### TRECHO DO DOCUMENTO ###

A reserva técnica foi
inaugurada em 2008, tendo sido construída com patrocínio da Petrobrás, e serve
para a limpeza e a guarda adequada do material arqueológico. A Casa do
Ribeirinho
Marajoara é feita de
taboca e coberta de palha, bem simples, mas representativa do estilo de moradia
local. A Fazendola é um espaço destinado às reuniões com a comunidade e sempre abriga
grupos que vão à cidade. Recentemente, quando as enchentes de 2009 afetaram as populações
do bairro do Choque, os desabrigados foram alojados ali. A Capela de São Pedro
é feita de madeira e servia para Giovanni Gallo celebrar suas missas. Com a
renúncia ao sacerdócio, novas funções foram dadas a esse espaço, dividindo-se
em três partes: a Escola de Informática, a Sala de Corte e Costura e a
Secretaria do Museu.
A exposição
encontra-se no prédio principal com a seguinte identificação: “Museu do Marajó
– Nosso Museu”. O acervo está disposto em um grande salão e cada exposição é
identificada pelo tema, que se refere às populações marajoaras ou aos seus
antepassados. Partes da exposição são separadas por paredes que são feitas de
taboca - árvore de formato cilíndrico e resistente, contendo objetos dos dois
lados. No centro do salão há uma escada que leva à parte superior onde se vê
outra parte da exposição.
A partir daqui vamos
fazer uma rápida visita ao acervo que está na exposição do Museu do Marajó. Ao
entrar no prédio deparamo-nos com o saguão de visitantes, onde são passados
filmes e feitas palestras; à direita encontra-se o balcão da recepção onde são
vendidos os ingressos para a visita ao acervo. À esquerda de quem entra, está a
porta que leva ao salão da exposição permanente. Ao adentrar o Museu do Marajó,
o visitante já encontra várias vitrines com objetos de cerâmica marajoara, que
formam a exposição de Arqueologia e ocupam boa parte do salão principal. Os
objetos e fragmentos expostos são, em sua maioria, originais; no entanto, a
maioria deles não têm uma etiqueta explicativa com dados referentes à
procedência do material. Além de muitos fragmentos, há nesta exposição urnas
funerárias, tangas, estatueta, pratos, cachimbos, líticos, amoladores
polidores, banquinhos, etc.

###

◆ TAREFA CURTA 1:
Cite as partes em que a Capela de São Pedro foi dividida, conforme o trecho sobre o Museu do Marajó.
O trecho e a listagem não têm relação entre si.

### LISTAGEM DA TAREFA ###

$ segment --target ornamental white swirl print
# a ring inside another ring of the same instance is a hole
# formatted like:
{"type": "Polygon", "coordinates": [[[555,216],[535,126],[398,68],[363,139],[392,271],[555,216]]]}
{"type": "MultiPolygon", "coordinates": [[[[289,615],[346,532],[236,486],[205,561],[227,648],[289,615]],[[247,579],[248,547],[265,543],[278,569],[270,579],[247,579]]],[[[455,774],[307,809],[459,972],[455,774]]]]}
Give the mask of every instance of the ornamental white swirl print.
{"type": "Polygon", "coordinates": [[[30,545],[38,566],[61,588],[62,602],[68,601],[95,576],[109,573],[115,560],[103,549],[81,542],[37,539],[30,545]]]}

###
### LISTAGEM DA TAREFA ###

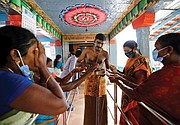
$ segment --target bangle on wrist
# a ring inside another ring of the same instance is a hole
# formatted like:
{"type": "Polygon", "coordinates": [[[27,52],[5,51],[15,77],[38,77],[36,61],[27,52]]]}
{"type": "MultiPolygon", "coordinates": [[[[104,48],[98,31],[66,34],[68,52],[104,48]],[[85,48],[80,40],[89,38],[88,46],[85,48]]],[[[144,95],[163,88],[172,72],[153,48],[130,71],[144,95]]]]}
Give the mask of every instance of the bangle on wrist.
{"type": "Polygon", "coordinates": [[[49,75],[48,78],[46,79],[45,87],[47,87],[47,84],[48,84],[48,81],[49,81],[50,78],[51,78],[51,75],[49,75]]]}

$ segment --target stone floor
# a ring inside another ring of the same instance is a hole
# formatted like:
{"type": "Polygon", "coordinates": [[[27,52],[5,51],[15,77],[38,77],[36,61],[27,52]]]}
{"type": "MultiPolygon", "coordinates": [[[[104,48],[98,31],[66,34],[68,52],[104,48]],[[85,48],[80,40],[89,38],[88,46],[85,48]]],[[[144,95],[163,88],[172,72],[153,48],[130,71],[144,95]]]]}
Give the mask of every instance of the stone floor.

###

◆ TAREFA CURTA 2:
Expresse como lista JSON de strings, uma para cada linha, as linhas da listagem entre a que contém "--target stone floor" e a que contém "Give the mask of every instance of the stone", inclusive, deixando de fora as linhas em branco.

◆ RESPOSTA DA TAREFA 1:
Escola de Informática; Sala de Corte e Costura; Secretaria do Museu.

◆ RESPOSTA DA TAREFA 2:
[
  "$ segment --target stone floor",
  "# a ring inside another ring of the same instance is a hole",
  "# formatted like:",
  "{\"type\": \"Polygon\", \"coordinates\": [[[27,52],[5,51],[15,77],[38,77],[36,61],[27,52]]]}",
  "{\"type\": \"MultiPolygon\", \"coordinates\": [[[[104,48],[98,31],[66,34],[68,52],[104,48]],[[85,48],[80,40],[89,38],[88,46],[85,48]]],[[[144,95],[163,88],[172,72],[153,48],[130,71],[144,95]]]]}",
  "Give the mask of every instance of the stone floor."
]